4 Replies Latest reply: Feb 14, 2014 12:18 AM by 972061 RSS

    DB look like hang, Only sys user can connect to DB but can't query anything

    972061

      Dear all,

       

      On 13/Feb/2014@8.02AM13/Feb/2014@8.02AM, I'm found problem about oracle database (10.2.0.4) on Solaris10(Sparc) can connect only user sys (user system and all can't)    

      sqlplus promp is not immediately return can't connect. It's pending long time and return "connection lost"    

      I'm check on alert_SID.log and not found any error/warning    

          

      Problem Information:    

      1. Not involve about tns configuration or network. Cause of this problem still occur when logon by other user (not sys) at DB Server machine too.   

           and we can connect sys as sysdba from client by tns alias   

      2. After connect to database by sys user. We can't query anything (such as select * from dba_tablespaces is freezing)   

      3. User system wih role DBA can't connect too.   

      4. I'm check udump, bdump, cdump, adump for useful trace information. And not found anything durning this error   

          

      My Action:    

      - Restart listener, It's still problem   

      - Shutdown database by immediate. It's hanging after step "Stopping background process MMNL"   

         so, I'm shutdown abort and startup. Problem is clear   

          

      Thu Feb 13 08:28:16 2014   

      Shutting down instance: further logons disabled   

      Thu Feb 13 08:28:16 2014   

      Stopping background process CJQ0   

      Thu Feb 13 08:28:16 2014   

      Stopping background process QMNC   

      Thu Feb 13 08:28:18 2014   

      Stopping background process MMNL    <-- this is last step show on alert.log

          

      Thu Feb 13 08:30:08 2014   

      Shutting down instance (abort)   

      License high water mark = 2926   

      Instance terminated by USER, pid = 23752   

      Thu Feb 13 08:30:24 2014   

      Starting ORACLE instance (normal)   

          

      Other action before problem.    

      We have resize datafile on 7:49AM with complete state and I think not cause of problem.   

      Thu Feb 13 07:49:12 2014   

      /* OracleOEM */ ALTER DATABASE DATAFILE '/data/appdb/ar_data01.dbf' RESIZE  32767M   

      Thu Feb 13 07:49:43 2014   

      Completed: /* OracleOEM */ ALTER DATABASE DATAFILE '/data/appdb/ar_data01.dbf' RESIZE  32767M   

          

      My investigate   

      1 First I found about this note "No Database User Can Login Except Sys And System because Resource Manager Internal_Quiesce Plan Enabled (Doc ID 396970.1)"   

      But after check scheduler window. It's not enable.   

      I'm already test change Devlop Database to "QUIESCE mode". It's can login only sys. Other user can't login. But not same my situation. Because user sys   

      can query and opeartion normal (my situation user sys is hang after query too)   

          

      2 I'm check statistic of server (Solaris10) resource during hang. It's not peak anything (cpu, mem, iostat is OK)   

      I'm check /var/adm/message, /var/log/syslog. It's not show any information   

          

      Please help me investigate. I'm already open SR to Oracle support. But they ask me very simple missing point such as Tns configuration, connection string.. (-_-).    

          

      Thank you    

        • 1. Re: DB look like hang, Only sys user can connect to DB but can't query anything
          rp0428

          Could be a lot of things. Logs getting full and waiting for the archive process but a remote location not being available.

           

          Post info about the status of the logging and archiving configuration

          • 2. Re: DB look like hang, Only sys user can connect to DB but can't query anything
            972061

            Hi rp0428

             

            On lgwr trace in udump before hang. I found only "Warning: log write time xxx" which is normally happend long time ago by not effect system.

### Entries provided:

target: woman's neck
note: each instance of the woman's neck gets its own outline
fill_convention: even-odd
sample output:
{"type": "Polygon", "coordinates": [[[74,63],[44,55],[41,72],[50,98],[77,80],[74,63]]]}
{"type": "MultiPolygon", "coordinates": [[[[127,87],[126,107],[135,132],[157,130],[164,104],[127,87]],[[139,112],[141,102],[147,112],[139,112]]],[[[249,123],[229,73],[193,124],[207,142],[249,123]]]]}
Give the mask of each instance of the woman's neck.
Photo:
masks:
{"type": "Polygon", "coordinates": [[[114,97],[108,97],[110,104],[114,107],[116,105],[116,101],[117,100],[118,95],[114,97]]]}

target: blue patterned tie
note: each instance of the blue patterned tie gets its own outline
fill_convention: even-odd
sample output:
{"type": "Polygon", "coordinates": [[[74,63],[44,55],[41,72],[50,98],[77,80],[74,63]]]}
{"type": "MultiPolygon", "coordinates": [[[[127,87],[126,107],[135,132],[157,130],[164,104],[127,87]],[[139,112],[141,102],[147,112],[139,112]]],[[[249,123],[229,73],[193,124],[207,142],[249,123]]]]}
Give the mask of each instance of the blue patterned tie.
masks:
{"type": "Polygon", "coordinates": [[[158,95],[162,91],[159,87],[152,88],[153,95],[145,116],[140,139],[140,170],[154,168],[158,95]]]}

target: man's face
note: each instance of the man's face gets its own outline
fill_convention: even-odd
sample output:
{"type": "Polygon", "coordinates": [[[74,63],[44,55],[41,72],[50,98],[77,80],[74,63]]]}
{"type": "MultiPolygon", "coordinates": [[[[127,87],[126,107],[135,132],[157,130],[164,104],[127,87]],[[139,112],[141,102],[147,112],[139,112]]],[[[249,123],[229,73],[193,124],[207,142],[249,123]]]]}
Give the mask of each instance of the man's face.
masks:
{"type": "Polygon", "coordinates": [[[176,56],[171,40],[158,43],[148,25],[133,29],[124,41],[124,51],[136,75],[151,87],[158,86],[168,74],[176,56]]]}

### Required actions:
#1 In the database hang thread, which background process was the last step shown in the alert log during the immediate shutdown?
#2 Using the database hang thread, say whether each statement agrees with it, quoting the deciding words: (a) restarting the listener fixed the problem; (b) the datafile resize finished before the problem began; (c) server CPU and memory were at peak during the hang.
The listing is separate material.

### Results by task:
#1 MMNL

#2
(a) No: "Restart listener, It's still problem"
(b) Yes: "We have resize datafile on 7:49AM with complete state"
(c) No: "It's not peak anything (cpu, mem, iostat is OK)"